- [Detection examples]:
——
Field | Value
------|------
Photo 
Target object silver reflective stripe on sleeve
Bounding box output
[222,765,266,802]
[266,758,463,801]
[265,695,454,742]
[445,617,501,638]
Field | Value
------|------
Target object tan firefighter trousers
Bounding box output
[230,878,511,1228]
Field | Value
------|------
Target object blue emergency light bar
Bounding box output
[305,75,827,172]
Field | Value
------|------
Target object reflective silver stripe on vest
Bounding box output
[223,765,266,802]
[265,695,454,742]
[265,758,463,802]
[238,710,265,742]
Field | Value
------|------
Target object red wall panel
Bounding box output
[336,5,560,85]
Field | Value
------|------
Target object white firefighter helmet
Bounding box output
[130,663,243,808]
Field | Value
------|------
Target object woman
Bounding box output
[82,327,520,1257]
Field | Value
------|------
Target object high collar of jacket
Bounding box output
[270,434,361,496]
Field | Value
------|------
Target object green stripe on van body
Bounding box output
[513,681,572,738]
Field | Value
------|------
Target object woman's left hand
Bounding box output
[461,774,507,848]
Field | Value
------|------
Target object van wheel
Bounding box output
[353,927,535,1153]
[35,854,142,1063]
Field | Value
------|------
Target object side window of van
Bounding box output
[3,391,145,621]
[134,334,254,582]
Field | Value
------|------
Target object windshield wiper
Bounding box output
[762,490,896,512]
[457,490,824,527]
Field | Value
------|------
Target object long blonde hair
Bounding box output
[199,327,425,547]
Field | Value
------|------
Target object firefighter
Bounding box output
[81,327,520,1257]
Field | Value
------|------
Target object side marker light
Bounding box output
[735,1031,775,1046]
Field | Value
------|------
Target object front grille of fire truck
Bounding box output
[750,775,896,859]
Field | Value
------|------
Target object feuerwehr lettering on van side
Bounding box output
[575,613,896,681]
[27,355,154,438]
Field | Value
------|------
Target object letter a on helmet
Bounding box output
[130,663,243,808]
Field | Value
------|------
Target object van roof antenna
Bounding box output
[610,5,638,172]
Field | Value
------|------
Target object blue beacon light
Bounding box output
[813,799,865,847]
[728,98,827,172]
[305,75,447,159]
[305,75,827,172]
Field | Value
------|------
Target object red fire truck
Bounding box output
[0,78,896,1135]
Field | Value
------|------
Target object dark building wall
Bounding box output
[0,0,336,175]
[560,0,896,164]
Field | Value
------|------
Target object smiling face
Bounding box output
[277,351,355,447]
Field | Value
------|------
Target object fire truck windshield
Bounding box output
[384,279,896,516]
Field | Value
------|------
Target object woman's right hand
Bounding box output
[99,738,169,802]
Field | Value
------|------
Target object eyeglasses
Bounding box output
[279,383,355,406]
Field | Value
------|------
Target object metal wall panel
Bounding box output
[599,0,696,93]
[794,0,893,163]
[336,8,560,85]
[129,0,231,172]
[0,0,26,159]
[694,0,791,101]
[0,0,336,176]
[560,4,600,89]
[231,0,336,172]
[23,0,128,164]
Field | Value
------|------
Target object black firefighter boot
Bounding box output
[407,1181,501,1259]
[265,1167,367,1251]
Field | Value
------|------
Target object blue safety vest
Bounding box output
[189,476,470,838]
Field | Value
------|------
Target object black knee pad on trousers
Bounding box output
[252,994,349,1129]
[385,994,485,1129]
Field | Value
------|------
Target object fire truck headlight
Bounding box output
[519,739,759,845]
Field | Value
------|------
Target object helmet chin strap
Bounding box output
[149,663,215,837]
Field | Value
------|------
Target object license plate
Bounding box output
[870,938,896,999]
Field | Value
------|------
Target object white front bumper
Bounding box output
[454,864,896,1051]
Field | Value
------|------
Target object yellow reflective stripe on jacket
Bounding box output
——
- [YOUR GOAL]: Rewrite these items with "Target object" replaced by "Object to find" wherever it occurs, leaving everything else unchanged.

- [OUTPUT FOR THIS TASK]:
Field | Value
------|------
Photo 
Object to find silver reflective stripe on sleeve
Bounding box output
[222,765,266,802]
[266,758,463,801]
[265,695,454,742]
[445,617,501,638]
Field | Value
------|------
Object to find tan firefighter trousers
Bounding box output
[230,878,511,1228]
Field | Value
------|------
Object to find blue emergency light bar
Bounding box output
[305,75,827,172]
Field | Value
------|------
Object to find reflective silver stripe on vest
Bounding box output
[223,765,266,802]
[265,695,454,742]
[265,758,463,802]
[238,710,265,742]
Field | Value
------|------
Object to find red wall panel
Bounding box output
[336,5,560,85]
Field | Value
------|------
Object to find white firefighter helmet
Bounding box output
[130,663,243,808]
Field | Value
------|------
Object to find woman
Bounding box output
[82,327,520,1257]
Field | Value
------|------
Object to find high collar of jacket
Bounding box output
[270,434,361,496]
Field | Value
------|------
Object to find green stripe on van body
Bounding box output
[513,681,572,738]
Field | Value
------|------
Object to find woman's left hand
Bounding box output
[461,774,507,848]
Field | Value
------|------
Object to find van wheel
Bounding box output
[353,927,535,1153]
[35,854,142,1063]
Field | Value
------|------
Object to find side window of van
Bounding box output
[3,391,145,621]
[134,334,254,582]
Field | Value
------|------
Object to find windshield wiper
Bounding box output
[762,490,896,512]
[457,490,824,527]
Field | Value
------|------
Object to find long blonde hair
Bounding box output
[199,327,425,547]
Field | Value
------|------
Object to find firefighter
Bounding box output
[81,327,520,1257]
Field | Value
------|------
Object to find side marker light
Bounding box output
[735,1031,775,1046]
Field | Value
------|------
Object to find front grille of fire truck
Bounding box output
[750,775,896,859]
Field | Value
------|------
Object to find feuerwehr lettering on van side
Bounding box output
[575,613,896,681]
[27,355,154,438]
Field | Value
------|------
Object to find letter a on helmet
Bounding box output
[130,663,243,808]
Field | Value
------|------
Object to find van roof antenna
Bounding box output
[610,5,638,172]
Field | Value
------|------
Object to find blue beacon light
Bounding box output
[813,799,865,847]
[728,98,827,172]
[305,75,447,159]
[305,75,827,172]
Field | Value
------|------
Object to find red fire truck
Bounding box output
[0,78,896,1135]
Field | Value
------|------
Object to find dark building wall
Bounding box output
[0,0,336,175]
[560,0,896,164]
Field | Value
------|------
Object to find smiling face
Bounding box output
[277,351,355,447]
Field | Value
------|------
Object to find fire truck windshield
Bounding box output
[384,279,896,516]
Field | Value
------|------
Object to find woman's right hand
Bounding box output
[99,738,169,802]
Field | Value
------|------
Object to find eyeglasses
Bounding box output
[279,383,355,406]
Field | Value
------|------
Object to find metal wall panel
Bounding box output
[599,0,696,93]
[794,0,893,163]
[336,8,560,85]
[129,0,231,172]
[0,0,26,159]
[694,0,791,101]
[0,0,336,176]
[560,4,600,89]
[231,0,336,172]
[23,0,128,164]
Field | Value
------|------
Object to find black firefighter boot
Bounding box output
[407,1181,501,1259]
[265,1167,367,1251]
Field | Value
------|------
Object to find blue safety vest
Bounding box output
[189,476,470,838]
Field | Value
------|------
Object to find black knee pad on trousers
Bounding box output
[252,994,349,1129]
[385,994,485,1129]
Field | Value
------|------
Object to find fire truck headlight
Bounding box output
[519,739,759,845]
Field | Value
------|------
Object to find helmet chin strap
Bounding box output
[149,663,215,837]
Field | Value
------|------
Object to find license plate
Bounding box output
[870,938,896,999]
Field | Value
------|------
Object to find white front bumper
Bounding box output
[454,864,896,1051]
Field | Value
------|------
Object to find yellow reflective stripe on jacket
Bounding box output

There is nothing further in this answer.